### DIRECTIONS FOR THIS TASK
Change every "Shot-chart audit" to "Point-label check" in the rows below, keeping everything else the same, and give the rows back without the pictures.
━━━
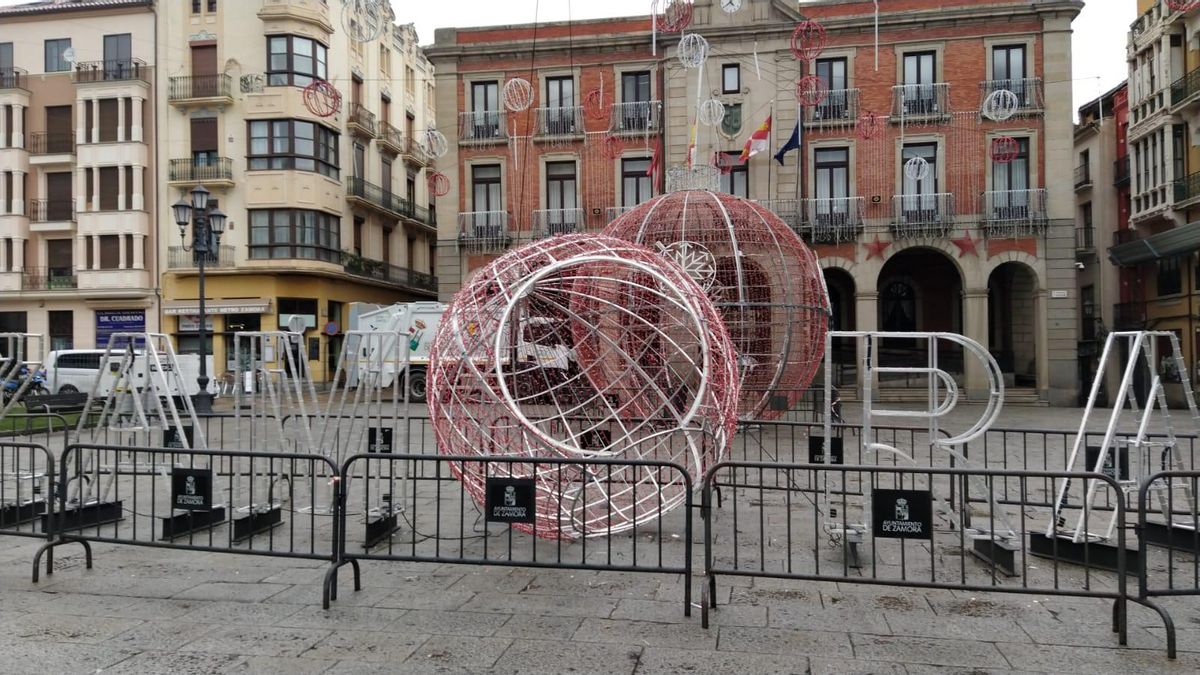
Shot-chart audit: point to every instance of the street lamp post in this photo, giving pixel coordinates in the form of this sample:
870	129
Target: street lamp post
208	225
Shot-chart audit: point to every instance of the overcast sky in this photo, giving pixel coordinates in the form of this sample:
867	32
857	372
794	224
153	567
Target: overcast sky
1098	46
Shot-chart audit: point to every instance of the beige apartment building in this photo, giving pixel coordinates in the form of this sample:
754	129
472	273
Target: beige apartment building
322	210
77	169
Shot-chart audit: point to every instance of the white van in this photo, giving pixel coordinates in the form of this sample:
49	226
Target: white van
71	371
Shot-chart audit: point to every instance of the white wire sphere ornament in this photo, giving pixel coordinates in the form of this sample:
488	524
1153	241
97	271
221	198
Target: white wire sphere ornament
517	95
436	143
1000	105
583	346
712	112
767	286
693	51
916	168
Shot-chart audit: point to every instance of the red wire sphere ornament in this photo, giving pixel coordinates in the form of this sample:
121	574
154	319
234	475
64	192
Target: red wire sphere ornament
439	184
1005	149
583	347
672	16
322	99
808	41
869	126
811	90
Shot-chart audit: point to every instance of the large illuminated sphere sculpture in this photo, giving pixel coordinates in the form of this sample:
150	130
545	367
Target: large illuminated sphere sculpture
585	346
765	281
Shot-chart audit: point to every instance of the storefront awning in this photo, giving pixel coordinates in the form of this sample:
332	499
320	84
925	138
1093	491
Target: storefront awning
245	305
1163	245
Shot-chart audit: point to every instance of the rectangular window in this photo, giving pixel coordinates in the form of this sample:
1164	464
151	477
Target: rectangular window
737	180
731	78
294	60
294	233
1170	276
293	144
54	58
635	181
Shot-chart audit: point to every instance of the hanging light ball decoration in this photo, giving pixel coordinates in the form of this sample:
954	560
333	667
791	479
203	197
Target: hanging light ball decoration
322	99
1005	149
711	112
766	284
869	126
436	143
916	168
583	346
808	41
1000	105
811	91
438	183
517	95
693	51
672	16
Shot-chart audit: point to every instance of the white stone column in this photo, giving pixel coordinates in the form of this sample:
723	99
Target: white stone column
━━━
### FINAL RESULT
Point-label check: point to every instance of the street lamp post in this photo, giving pixel coordinates in the form of this sample:
870	129
Target: street lamp post
208	225
Point-label check: point to every instance of the overcast sky in this photo, giving pixel coordinates in the form of this sample:
867	32
857	372
794	224
153	567
Target: overcast sky
1098	46
Point-label check: point to every instance of the beige apartment building in this photo, giving pixel coordinates in the form of this sample:
754	129
472	273
Target: beige apartment building
322	210
77	169
Point-label check: point to every instance of the white van in this photo, giving pixel coordinates in the form of this sample:
49	226
Target: white van
71	371
Point-label check: point to every instance of the white wire sphere ornament in this photo, giving pixel coordinates in the form of this sample:
488	524
1153	241
97	271
221	198
Target: white wire sphere ornament
517	95
436	143
1000	105
583	346
712	112
767	286
693	51
916	168
Point-label check: point to every instance of the red wire sphere ornament in this photo, giving pixel coordinates in the form of this sample:
121	574
154	319
234	475
64	192
Target: red wire sphere ornament
439	184
1005	149
583	347
672	16
322	99
808	41
869	126
811	90
Point-label check: point to every instance of the large illuminated sphere sculpture in this photo, giving pixel coordinates in the form of this sample:
150	130
545	367
Target: large illuminated sphere sculpture
585	346
765	281
Point-label check: point to every instance of the storefront awning in this photo, giving pixel coordinates in the form of this sample:
332	499
320	84
925	138
1093	491
Target: storefront awning
245	305
1163	245
Point-label check: point to every instance of the rectangular window in this photo, giving pixel coordinates in the form of this sample:
1164	464
151	477
Target: rectangular window
737	180
731	78
294	60
294	233
1170	276
293	144
54	58
635	181
Point-label check: point to every instance of the hanging light ball decoration in this photo, giving pixel coordinates in the form of this sample:
954	560
333	667
791	479
203	197
Target: hanging light ball decoration
322	99
1005	149
711	112
766	284
869	126
436	143
916	168
583	346
808	41
1000	105
811	91
438	183
517	95
693	51
672	16
Point-label check: point to every instance of the white stone column in this photo, giving pixel coordinates in the form of this sample:
723	99
Target: white stone column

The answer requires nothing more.